-- DATA ENTRIES --
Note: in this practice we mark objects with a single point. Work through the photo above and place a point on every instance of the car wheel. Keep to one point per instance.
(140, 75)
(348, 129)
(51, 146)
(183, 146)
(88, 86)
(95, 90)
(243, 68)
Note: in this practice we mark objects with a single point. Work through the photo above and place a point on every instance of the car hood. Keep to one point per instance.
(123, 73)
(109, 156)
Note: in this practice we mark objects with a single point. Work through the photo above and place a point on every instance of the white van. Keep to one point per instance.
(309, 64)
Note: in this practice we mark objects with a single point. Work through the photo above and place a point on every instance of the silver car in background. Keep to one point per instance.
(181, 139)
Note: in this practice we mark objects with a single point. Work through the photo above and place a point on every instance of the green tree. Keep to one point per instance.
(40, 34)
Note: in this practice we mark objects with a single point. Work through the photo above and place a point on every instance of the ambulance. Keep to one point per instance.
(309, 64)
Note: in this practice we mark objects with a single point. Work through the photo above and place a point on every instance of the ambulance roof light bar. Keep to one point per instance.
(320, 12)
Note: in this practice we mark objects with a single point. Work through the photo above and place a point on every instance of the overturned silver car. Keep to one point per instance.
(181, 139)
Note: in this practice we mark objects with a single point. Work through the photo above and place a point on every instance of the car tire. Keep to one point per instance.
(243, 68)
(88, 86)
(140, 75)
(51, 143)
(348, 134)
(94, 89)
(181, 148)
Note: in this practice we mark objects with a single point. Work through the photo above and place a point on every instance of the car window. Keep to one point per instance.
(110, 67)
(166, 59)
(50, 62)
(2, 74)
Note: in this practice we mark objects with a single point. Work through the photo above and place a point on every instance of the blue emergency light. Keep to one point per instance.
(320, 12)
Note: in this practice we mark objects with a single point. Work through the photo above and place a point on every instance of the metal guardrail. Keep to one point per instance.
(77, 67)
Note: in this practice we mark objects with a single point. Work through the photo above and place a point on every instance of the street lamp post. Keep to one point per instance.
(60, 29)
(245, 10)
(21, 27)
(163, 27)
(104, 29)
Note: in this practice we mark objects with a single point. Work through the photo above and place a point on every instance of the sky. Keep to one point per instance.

-- THE TASK --
What are the lines from the one with "guardrail. Keep to one point per instance." through the last line of the records above? Quote them exactly and add nothing.

-- CORRECT OUTPUT --
Note: in this practice we mark objects with a single point. Work through the photo above and place a point on every instance of the metal guardrail. Keep to one point per instance.
(77, 67)
Note: in this practice we mark objects with a single point. Work through the photo above and place a point on every instance of the street lamp post. Keep to one point per instance.
(60, 29)
(245, 10)
(21, 27)
(163, 27)
(104, 29)
Note: in this practice we mark objects with a single point. Work through the photo above and place a point on every instance of the sky. Keep to one point per instance.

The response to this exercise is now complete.